## [Document excerpt]
Monday, January 3, 2022

If It Looks Like a GULAG – Moscow Mulls Using Prisoners for Construction Projects in Far North

Paul Goble

            Staunton, Nov. 12 – Last spring, Moscow announced plans to use draftees and even prisoners for construction on the BAM in the Russian Far East given Russia’s shortage of working-age men and the prohibitively high costs involved if free workers are employed instead (windowoneurasia2.blogspot.com/2021/03/pandemic-crisis-demographic-shortfalls.html and tass.ru/obschestvo/11270473).

            That would have involved at most a few thousand people, but now Russian officials say the government is considering using inmates as workers across the entire Russian North, a project that would potentially involve tens of thousands and that for many recalls Stalin’s use of GULAG inmates there (svpressa.ru/society/article/316613/).

            According to senior Russian penal officials, participation in the program would be entirely voluntary, with prisoners offered the chance to shorten their sentences, escape the often draconian conditions of Russian prisons and camps, and earn more money if they agree to take part.

            But independent experts surveyed by Sergey Aksyonov of Svobodnaya pressa are skeptical. They fear that if this program gets started, it won’t stay voluntary and that the Russian government will have even more incentives to incarcerate people so as to have a new cheap source of labor.

            At the very least, these experts say, Moscow will be under enormous pressure to end its effort to cut the number of prisoners and thus of the charges it brings and the punishments its courts impose on an increasing number of Russians, extending the shadow of what looks like a new GULAG over the entire society just as the Stalinist original did.

## [Activity list]
1. In the article on Moscow's plan to use prisoners in the Far North, who surveyed the independent experts?
2. Duplicate the part of the article on Moscow's plan to use prisoners in the Far North starting at "According to senior" and ending at "source of labor.".
3. In the article on Moscow's plan to use prisoners in the Far North, rewrite the paragraph beginning "But independent experts surveyed" in a shorter form that keeps its main facts.
You won't need the rows.

## [Dataset records]
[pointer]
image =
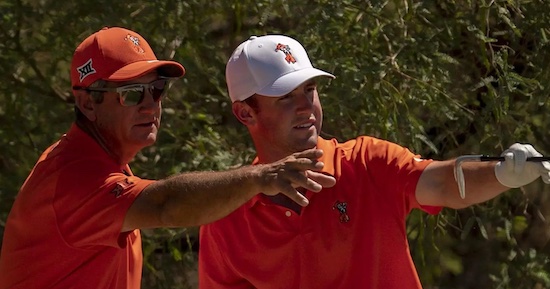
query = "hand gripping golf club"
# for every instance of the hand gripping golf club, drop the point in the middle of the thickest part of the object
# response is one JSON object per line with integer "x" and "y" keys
{"x": 459, "y": 174}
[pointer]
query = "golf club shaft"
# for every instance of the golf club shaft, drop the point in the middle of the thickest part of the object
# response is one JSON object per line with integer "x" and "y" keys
{"x": 529, "y": 159}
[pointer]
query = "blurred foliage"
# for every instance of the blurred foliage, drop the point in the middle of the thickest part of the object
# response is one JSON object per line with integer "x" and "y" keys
{"x": 442, "y": 77}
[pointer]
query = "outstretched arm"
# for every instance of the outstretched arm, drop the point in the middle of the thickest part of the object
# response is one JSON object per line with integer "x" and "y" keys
{"x": 197, "y": 198}
{"x": 484, "y": 180}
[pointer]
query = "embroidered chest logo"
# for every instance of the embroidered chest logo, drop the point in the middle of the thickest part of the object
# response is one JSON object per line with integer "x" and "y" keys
{"x": 286, "y": 50}
{"x": 342, "y": 208}
{"x": 120, "y": 187}
{"x": 85, "y": 70}
{"x": 135, "y": 41}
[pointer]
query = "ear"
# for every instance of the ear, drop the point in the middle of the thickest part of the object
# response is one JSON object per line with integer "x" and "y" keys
{"x": 84, "y": 102}
{"x": 244, "y": 113}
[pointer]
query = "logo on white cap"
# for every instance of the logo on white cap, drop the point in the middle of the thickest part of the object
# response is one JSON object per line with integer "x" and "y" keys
{"x": 267, "y": 66}
{"x": 286, "y": 50}
{"x": 85, "y": 70}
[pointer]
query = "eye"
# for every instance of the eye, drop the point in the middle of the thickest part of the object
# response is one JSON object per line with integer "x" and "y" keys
{"x": 286, "y": 96}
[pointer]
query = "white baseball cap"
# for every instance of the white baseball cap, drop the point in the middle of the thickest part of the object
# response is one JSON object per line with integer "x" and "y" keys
{"x": 271, "y": 65}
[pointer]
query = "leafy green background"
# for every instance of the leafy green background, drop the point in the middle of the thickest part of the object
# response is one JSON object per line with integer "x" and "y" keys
{"x": 441, "y": 77}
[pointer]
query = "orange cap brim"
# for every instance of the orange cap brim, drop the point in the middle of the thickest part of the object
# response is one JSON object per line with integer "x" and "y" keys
{"x": 137, "y": 69}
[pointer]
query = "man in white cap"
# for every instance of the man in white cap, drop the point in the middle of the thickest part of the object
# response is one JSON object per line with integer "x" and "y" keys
{"x": 76, "y": 220}
{"x": 352, "y": 235}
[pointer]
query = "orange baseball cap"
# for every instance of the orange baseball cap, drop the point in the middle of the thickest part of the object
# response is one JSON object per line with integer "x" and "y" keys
{"x": 117, "y": 54}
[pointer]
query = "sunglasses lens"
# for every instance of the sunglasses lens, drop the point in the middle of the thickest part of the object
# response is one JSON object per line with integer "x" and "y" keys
{"x": 135, "y": 95}
{"x": 158, "y": 88}
{"x": 131, "y": 97}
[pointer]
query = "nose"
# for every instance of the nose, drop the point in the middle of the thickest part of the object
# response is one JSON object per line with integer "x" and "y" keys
{"x": 305, "y": 103}
{"x": 149, "y": 105}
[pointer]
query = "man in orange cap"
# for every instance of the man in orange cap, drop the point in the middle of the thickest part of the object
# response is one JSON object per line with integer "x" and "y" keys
{"x": 76, "y": 220}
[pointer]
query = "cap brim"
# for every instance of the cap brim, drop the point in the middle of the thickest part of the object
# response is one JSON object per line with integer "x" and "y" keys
{"x": 288, "y": 82}
{"x": 165, "y": 68}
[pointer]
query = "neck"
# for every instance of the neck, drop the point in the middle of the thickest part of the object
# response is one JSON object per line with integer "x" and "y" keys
{"x": 92, "y": 130}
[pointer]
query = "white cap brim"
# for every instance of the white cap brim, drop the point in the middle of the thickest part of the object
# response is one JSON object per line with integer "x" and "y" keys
{"x": 290, "y": 81}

## [Task-by-task results]
1. Sergey Aksyonov of Svobodnaya pressa.

2.
According to senior Russian penal officials, participation in the program would be entirely voluntary, with prisoners offered the chance to shorten their sentences, escape the often draconian conditions of Russian prisons and camps, and earn more money if they agree to take part.

            But independent experts surveyed by Sergey Aksyonov of Svobodnaya pressa are skeptical. They fear that if this program gets started, it won’t stay voluntary and that the Russian government will have even more incentives to incarcerate people so as to have a new cheap source of labor.

3. Independent experts polled by Sergey Aksyonov of Svobodnaya pressa doubt the plan. They fear it would not stay voluntary and would push the government to jail more people as a cheap source of labor.